*** Begin section ***
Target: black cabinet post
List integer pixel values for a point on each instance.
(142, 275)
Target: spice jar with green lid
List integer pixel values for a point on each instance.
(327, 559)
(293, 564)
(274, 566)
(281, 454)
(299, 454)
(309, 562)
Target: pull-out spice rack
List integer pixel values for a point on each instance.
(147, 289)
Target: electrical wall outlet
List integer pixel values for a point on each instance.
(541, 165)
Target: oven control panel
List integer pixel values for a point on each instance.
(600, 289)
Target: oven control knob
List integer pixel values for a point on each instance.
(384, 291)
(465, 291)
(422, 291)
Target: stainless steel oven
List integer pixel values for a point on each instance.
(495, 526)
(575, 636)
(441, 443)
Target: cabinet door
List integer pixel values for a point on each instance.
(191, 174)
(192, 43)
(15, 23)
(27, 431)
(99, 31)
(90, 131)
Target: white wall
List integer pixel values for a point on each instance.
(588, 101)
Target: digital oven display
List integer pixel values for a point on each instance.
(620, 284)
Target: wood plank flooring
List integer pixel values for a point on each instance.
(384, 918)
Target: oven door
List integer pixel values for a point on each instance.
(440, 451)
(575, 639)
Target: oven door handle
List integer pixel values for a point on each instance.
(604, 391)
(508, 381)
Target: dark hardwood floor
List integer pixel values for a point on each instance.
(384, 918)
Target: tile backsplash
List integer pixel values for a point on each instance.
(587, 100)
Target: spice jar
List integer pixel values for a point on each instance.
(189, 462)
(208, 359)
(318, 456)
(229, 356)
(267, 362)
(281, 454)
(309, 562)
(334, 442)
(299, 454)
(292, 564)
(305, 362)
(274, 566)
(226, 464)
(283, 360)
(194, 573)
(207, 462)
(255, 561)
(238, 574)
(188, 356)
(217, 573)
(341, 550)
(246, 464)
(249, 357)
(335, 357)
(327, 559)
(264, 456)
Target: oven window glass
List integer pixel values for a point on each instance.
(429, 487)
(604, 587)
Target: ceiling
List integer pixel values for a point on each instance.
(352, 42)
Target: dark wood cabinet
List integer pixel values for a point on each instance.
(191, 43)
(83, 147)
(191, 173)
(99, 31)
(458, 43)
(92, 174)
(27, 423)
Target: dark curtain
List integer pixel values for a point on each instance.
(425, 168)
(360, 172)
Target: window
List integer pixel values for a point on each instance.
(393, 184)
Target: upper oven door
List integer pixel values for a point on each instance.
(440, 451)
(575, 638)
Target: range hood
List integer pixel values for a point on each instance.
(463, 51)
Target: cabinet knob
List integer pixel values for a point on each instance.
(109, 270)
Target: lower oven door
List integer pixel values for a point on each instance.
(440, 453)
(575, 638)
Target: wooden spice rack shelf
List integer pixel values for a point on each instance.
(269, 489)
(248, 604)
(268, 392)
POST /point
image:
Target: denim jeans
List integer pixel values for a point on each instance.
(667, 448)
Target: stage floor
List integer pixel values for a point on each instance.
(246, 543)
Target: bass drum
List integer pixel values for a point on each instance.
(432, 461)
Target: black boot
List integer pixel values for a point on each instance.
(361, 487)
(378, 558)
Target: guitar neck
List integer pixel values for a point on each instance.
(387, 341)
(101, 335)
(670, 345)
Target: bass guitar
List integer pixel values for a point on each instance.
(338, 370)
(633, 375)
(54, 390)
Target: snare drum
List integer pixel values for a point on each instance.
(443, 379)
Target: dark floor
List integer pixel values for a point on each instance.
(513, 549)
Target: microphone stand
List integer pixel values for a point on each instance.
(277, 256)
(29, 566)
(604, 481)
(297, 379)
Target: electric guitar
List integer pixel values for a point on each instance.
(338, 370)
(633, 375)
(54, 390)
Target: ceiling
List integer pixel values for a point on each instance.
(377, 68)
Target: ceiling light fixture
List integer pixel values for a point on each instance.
*** End section ***
*** Begin section ***
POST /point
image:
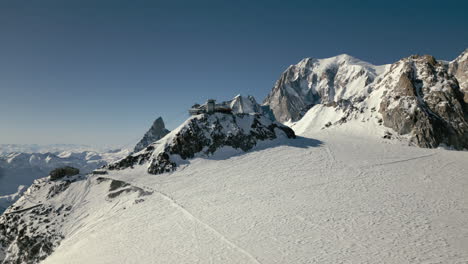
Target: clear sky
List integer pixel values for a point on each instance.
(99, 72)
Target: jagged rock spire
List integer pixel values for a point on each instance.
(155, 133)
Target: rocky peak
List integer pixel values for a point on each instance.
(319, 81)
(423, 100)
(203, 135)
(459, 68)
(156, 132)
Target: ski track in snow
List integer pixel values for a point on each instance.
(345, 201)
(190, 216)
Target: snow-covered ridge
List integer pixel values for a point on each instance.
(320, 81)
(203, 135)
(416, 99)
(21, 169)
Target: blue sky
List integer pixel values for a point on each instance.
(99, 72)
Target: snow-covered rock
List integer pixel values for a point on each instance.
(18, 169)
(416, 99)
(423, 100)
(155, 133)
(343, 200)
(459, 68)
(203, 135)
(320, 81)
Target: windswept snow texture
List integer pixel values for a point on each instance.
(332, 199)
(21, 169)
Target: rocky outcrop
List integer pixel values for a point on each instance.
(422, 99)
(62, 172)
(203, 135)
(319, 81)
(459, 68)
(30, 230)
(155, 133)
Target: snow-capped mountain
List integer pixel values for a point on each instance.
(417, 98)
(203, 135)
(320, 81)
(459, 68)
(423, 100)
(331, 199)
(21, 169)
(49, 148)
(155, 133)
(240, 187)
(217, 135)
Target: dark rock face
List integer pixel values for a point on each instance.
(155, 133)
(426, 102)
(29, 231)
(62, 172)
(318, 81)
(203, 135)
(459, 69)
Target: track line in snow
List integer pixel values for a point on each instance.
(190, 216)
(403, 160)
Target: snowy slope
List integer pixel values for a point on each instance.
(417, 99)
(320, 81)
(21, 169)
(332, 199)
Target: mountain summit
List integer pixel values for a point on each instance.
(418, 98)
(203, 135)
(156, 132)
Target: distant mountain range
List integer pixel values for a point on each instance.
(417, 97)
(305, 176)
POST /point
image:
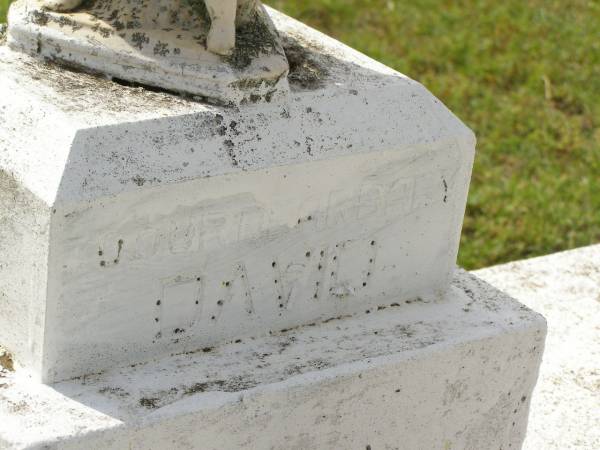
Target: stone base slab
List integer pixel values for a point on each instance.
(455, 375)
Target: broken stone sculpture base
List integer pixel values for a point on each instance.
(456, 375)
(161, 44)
*** End section ***
What the task requires:
Above are some records; copy exactly the lines from the one with "Target: dark hardwood floor" through the one with "Target: dark floor", both included, and no others.

Answer for this exercise:
Target: dark hardwood floor
List integer pixel values for a point on each instance.
(384, 918)
Target: tile backsplash
List integer pixel values for a point on each instance.
(587, 100)
Target: spice jar
List integer pixel values for a point on each instance.
(189, 462)
(208, 359)
(318, 456)
(229, 356)
(267, 362)
(281, 454)
(309, 562)
(334, 442)
(299, 454)
(292, 564)
(305, 362)
(274, 566)
(226, 464)
(283, 360)
(194, 573)
(207, 462)
(255, 561)
(238, 574)
(188, 356)
(217, 573)
(341, 550)
(246, 464)
(249, 357)
(335, 357)
(327, 559)
(264, 456)
Target: oven window glass
List integer pixel values for a point on each instance.
(429, 487)
(604, 587)
Target: ceiling
List integer pixel values for a point on each instance.
(352, 42)
Target: dark wood cabinet
List integer pixel values for a point on each instance.
(191, 43)
(83, 147)
(191, 173)
(99, 31)
(458, 43)
(92, 174)
(27, 423)
Target: dark curtain
List integer pixel values for a point on each instance.
(425, 168)
(360, 172)
Target: window
List integer pixel values for a point on each instance.
(393, 184)
Target: upper oven door
List integer pixel values for a point on each instance.
(440, 451)
(575, 638)
Target: range hood
List integer pixel values for a point on each instance.
(463, 51)
Target: cabinet knob
List integer pixel values for a point on each instance.
(109, 270)
Target: lower oven door
List integer pixel values for a point on each instance.
(440, 453)
(575, 638)
Target: wooden spice rack shelf
List integer pixel values for a point on each instance.
(269, 489)
(248, 604)
(268, 392)
POST /point
image:
Target: denim jeans
List integer pixel values for a point on each instance.
(667, 448)
Target: stage floor
List integer pixel values for a point on each instance.
(246, 543)
Target: bass drum
List integer pixel values for a point on each instance.
(432, 461)
Target: black boot
List integer pixel values for a point on each instance.
(361, 487)
(378, 558)
Target: guitar neck
List integer pixel values for a point on each instance.
(387, 341)
(101, 335)
(670, 345)
Target: bass guitar
List integer pixel values for a point on each instance.
(338, 370)
(633, 375)
(54, 390)
Target: snare drum
List integer pixel values for a point on each instance.
(443, 379)
Target: dark floor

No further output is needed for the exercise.